• _PROBLEM TO SOLVE_
Go through the material and copy every line in which "tent" appears.
------------
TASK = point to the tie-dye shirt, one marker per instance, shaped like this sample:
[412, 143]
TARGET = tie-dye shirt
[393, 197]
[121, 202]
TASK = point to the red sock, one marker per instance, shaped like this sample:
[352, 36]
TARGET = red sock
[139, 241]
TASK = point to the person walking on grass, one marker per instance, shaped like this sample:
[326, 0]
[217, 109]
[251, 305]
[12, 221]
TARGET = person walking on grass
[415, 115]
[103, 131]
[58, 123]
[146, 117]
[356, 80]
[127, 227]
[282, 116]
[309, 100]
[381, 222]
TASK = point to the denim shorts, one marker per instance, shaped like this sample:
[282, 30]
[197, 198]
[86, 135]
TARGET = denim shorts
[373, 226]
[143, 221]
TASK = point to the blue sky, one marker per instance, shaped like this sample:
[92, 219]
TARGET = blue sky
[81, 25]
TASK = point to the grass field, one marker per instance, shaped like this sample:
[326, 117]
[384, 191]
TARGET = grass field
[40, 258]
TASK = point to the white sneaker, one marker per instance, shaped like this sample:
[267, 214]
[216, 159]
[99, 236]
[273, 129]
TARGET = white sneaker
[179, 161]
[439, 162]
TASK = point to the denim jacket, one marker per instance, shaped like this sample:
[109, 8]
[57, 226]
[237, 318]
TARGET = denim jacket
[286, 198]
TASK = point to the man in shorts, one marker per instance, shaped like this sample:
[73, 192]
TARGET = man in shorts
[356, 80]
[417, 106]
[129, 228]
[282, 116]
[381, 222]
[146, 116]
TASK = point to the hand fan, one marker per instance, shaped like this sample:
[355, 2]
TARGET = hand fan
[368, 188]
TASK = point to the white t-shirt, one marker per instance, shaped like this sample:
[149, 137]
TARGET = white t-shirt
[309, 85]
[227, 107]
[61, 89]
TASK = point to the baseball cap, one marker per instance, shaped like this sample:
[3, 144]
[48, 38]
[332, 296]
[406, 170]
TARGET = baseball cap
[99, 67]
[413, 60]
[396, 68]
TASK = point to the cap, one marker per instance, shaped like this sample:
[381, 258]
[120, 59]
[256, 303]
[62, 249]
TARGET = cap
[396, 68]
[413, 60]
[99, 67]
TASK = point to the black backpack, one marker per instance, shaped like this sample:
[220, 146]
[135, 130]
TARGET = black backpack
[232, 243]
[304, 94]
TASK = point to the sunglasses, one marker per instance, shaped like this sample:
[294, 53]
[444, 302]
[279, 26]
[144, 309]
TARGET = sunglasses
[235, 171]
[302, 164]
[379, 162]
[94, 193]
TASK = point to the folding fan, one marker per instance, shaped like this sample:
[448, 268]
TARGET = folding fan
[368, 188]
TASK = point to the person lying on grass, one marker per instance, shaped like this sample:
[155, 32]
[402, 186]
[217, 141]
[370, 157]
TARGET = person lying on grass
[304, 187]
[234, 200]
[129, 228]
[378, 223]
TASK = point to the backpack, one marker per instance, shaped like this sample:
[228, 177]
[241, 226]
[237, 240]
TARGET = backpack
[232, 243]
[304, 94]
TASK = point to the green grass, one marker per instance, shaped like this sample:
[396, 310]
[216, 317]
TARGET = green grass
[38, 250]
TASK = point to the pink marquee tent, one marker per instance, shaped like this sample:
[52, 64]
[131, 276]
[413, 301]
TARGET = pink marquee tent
------------
• _RESULT OF THIS EXERCISE_
TASK = point to the pink marquee tent, one marker per instance, shaped like this sample:
TARGET = pink marquee tent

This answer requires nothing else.